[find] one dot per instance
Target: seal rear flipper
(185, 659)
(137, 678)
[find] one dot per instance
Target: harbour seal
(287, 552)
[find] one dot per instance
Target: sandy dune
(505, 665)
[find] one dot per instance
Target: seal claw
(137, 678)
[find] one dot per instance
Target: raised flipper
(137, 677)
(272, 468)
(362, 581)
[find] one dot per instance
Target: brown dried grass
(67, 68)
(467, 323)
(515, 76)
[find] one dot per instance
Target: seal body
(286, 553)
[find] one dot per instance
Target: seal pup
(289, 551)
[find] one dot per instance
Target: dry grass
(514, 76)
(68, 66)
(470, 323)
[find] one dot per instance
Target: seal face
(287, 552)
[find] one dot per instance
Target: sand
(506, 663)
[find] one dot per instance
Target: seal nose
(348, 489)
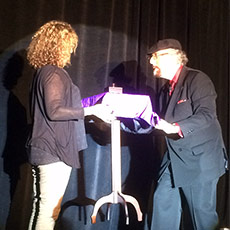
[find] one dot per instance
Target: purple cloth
(126, 105)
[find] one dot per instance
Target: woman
(58, 131)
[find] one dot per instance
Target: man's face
(164, 63)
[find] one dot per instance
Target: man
(194, 161)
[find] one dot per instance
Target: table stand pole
(116, 196)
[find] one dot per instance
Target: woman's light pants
(49, 185)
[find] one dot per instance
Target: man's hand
(167, 127)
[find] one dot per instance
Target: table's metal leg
(116, 196)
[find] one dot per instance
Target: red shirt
(172, 87)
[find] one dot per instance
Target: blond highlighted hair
(52, 44)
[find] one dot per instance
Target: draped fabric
(114, 36)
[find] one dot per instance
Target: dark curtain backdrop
(114, 37)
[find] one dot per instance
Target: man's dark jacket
(200, 155)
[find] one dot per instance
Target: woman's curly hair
(52, 44)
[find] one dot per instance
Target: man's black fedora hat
(165, 44)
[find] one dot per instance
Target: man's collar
(176, 76)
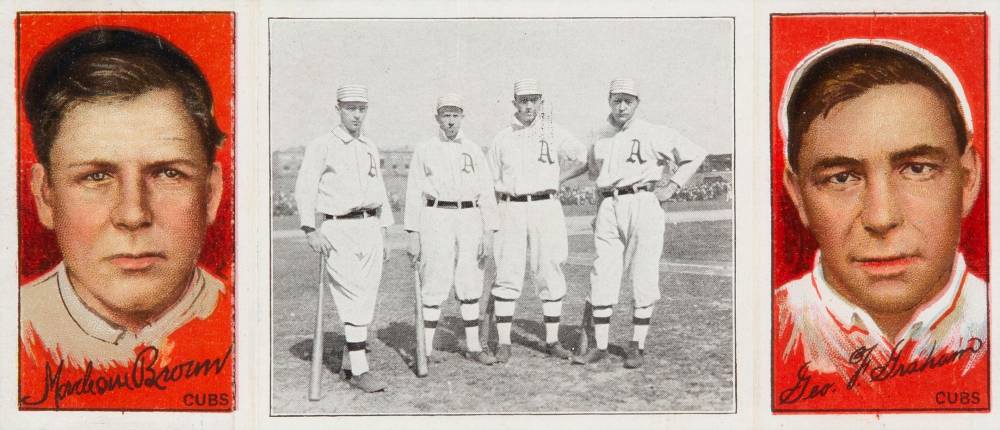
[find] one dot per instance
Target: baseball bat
(586, 325)
(418, 325)
(315, 377)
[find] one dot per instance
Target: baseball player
(526, 157)
(627, 159)
(451, 216)
(344, 212)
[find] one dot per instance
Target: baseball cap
(624, 86)
(526, 87)
(352, 93)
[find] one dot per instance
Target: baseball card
(125, 211)
(880, 206)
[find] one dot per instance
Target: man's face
(352, 115)
(883, 188)
(528, 107)
(622, 107)
(129, 192)
(450, 120)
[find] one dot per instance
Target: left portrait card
(125, 211)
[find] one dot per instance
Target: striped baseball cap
(450, 99)
(352, 93)
(526, 87)
(624, 86)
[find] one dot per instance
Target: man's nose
(132, 210)
(881, 213)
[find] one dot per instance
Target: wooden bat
(315, 377)
(419, 326)
(586, 325)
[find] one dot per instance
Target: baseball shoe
(633, 355)
(556, 350)
(503, 353)
(591, 356)
(481, 357)
(368, 383)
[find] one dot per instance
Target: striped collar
(852, 318)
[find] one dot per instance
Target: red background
(959, 40)
(208, 39)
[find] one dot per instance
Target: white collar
(850, 315)
(96, 326)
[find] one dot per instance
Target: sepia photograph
(499, 216)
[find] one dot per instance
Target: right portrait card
(879, 213)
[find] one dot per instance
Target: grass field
(689, 352)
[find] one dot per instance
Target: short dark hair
(849, 72)
(117, 63)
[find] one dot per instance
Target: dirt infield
(689, 352)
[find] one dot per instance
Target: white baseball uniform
(340, 180)
(450, 201)
(628, 229)
(526, 160)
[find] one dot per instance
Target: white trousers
(355, 264)
(449, 248)
(536, 231)
(628, 236)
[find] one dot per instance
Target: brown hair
(848, 73)
(101, 63)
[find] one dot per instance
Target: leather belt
(355, 214)
(541, 195)
(630, 189)
(433, 203)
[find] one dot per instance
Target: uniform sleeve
(487, 196)
(414, 191)
(385, 214)
(307, 182)
(687, 155)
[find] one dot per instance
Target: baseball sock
(357, 336)
(602, 321)
(504, 309)
(640, 324)
(551, 312)
(470, 314)
(431, 316)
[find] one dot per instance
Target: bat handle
(315, 380)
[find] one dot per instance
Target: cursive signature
(143, 373)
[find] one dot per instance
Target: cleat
(503, 353)
(592, 356)
(481, 357)
(368, 383)
(555, 349)
(633, 355)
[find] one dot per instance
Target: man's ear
(972, 178)
(214, 194)
(791, 181)
(42, 191)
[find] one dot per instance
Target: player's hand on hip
(486, 245)
(318, 242)
(413, 247)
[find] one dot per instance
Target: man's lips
(140, 261)
(888, 265)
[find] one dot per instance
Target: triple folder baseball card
(771, 214)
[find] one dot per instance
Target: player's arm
(414, 203)
(307, 192)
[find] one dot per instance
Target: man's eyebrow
(923, 150)
(835, 161)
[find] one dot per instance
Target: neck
(131, 320)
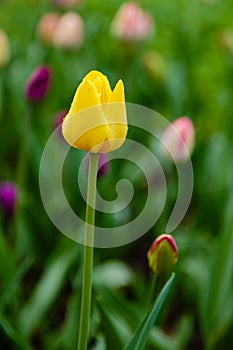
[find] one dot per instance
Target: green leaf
(45, 292)
(139, 340)
(13, 334)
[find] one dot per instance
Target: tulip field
(116, 177)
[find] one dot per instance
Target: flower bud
(38, 83)
(8, 197)
(69, 31)
(163, 255)
(46, 27)
(4, 49)
(131, 23)
(179, 139)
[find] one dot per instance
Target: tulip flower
(4, 49)
(66, 3)
(96, 121)
(38, 84)
(131, 23)
(179, 139)
(154, 63)
(58, 122)
(46, 27)
(69, 31)
(163, 255)
(8, 197)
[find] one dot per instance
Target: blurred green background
(184, 68)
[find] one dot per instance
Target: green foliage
(40, 270)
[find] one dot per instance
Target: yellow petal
(85, 96)
(85, 126)
(116, 116)
(102, 85)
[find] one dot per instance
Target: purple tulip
(8, 197)
(38, 83)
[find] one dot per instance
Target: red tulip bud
(163, 255)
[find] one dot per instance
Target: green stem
(88, 254)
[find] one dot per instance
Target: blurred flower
(69, 31)
(4, 49)
(208, 1)
(132, 23)
(38, 83)
(8, 197)
(103, 128)
(163, 255)
(153, 61)
(225, 39)
(66, 3)
(46, 27)
(103, 165)
(179, 139)
(58, 122)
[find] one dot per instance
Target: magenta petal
(8, 197)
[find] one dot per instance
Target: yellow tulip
(96, 121)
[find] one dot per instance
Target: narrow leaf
(139, 340)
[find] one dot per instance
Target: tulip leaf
(46, 291)
(12, 334)
(139, 340)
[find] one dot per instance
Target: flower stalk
(88, 253)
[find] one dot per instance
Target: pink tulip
(66, 3)
(179, 139)
(163, 254)
(69, 31)
(131, 23)
(4, 49)
(38, 84)
(46, 27)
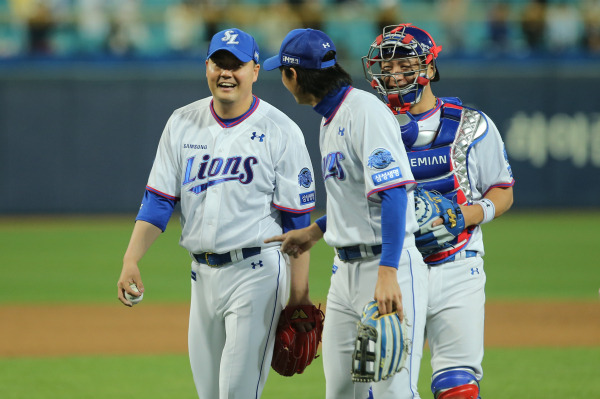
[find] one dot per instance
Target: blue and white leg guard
(456, 383)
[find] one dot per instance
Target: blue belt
(358, 252)
(215, 260)
(460, 255)
(470, 254)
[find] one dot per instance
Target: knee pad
(457, 383)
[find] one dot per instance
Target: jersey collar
(235, 121)
(425, 115)
(330, 104)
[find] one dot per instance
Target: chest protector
(442, 164)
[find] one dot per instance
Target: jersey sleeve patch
(380, 159)
(307, 198)
(386, 176)
(305, 178)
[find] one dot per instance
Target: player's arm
(151, 221)
(144, 234)
(299, 266)
(298, 241)
(393, 226)
(496, 202)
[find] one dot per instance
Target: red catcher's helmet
(401, 41)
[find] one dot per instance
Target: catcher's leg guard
(458, 383)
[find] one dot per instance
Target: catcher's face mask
(397, 65)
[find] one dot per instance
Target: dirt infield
(155, 329)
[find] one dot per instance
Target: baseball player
(370, 213)
(457, 151)
(242, 173)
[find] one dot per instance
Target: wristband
(322, 223)
(489, 210)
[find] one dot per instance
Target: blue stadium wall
(82, 140)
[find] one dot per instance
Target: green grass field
(530, 256)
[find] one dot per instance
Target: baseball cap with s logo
(304, 48)
(237, 42)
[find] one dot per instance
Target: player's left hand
(440, 221)
(387, 292)
(296, 242)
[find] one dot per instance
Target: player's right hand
(130, 274)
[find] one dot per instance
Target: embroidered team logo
(230, 37)
(305, 178)
(380, 159)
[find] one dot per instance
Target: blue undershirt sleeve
(393, 224)
(293, 221)
(156, 210)
(322, 223)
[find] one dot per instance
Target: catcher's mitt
(381, 345)
(430, 205)
(295, 350)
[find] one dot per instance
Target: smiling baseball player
(458, 152)
(370, 214)
(242, 173)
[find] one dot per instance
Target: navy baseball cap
(304, 48)
(237, 42)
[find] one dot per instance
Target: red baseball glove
(294, 350)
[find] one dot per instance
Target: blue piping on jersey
(330, 104)
(225, 123)
(165, 195)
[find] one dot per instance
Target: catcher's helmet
(401, 41)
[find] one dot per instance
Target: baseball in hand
(134, 299)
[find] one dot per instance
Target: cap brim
(272, 63)
(238, 54)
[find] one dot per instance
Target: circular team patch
(380, 159)
(305, 178)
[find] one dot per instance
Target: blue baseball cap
(304, 48)
(237, 42)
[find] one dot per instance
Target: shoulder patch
(380, 159)
(305, 178)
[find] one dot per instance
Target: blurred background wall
(86, 86)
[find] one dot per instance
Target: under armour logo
(299, 314)
(230, 37)
(259, 264)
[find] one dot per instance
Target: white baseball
(134, 299)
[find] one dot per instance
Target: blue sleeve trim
(322, 223)
(156, 210)
(393, 225)
(294, 221)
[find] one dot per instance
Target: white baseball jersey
(232, 180)
(487, 166)
(456, 299)
(362, 154)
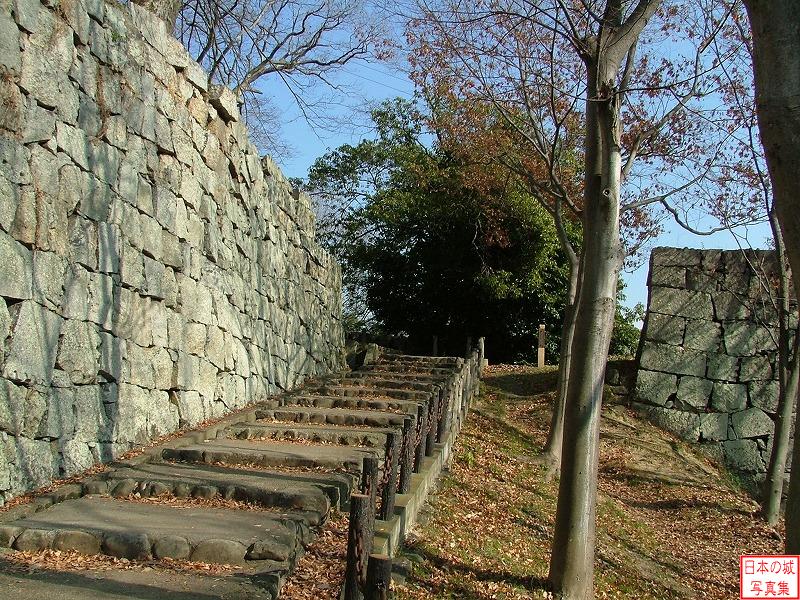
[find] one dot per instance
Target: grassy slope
---*---
EXERCISE OBJECTIVE: Pull out every line of the items above that contains the word "background", matching case exactly.

EXPECTED ANSWER:
Target: red background
Target: blurred green background
Target: blurred background wall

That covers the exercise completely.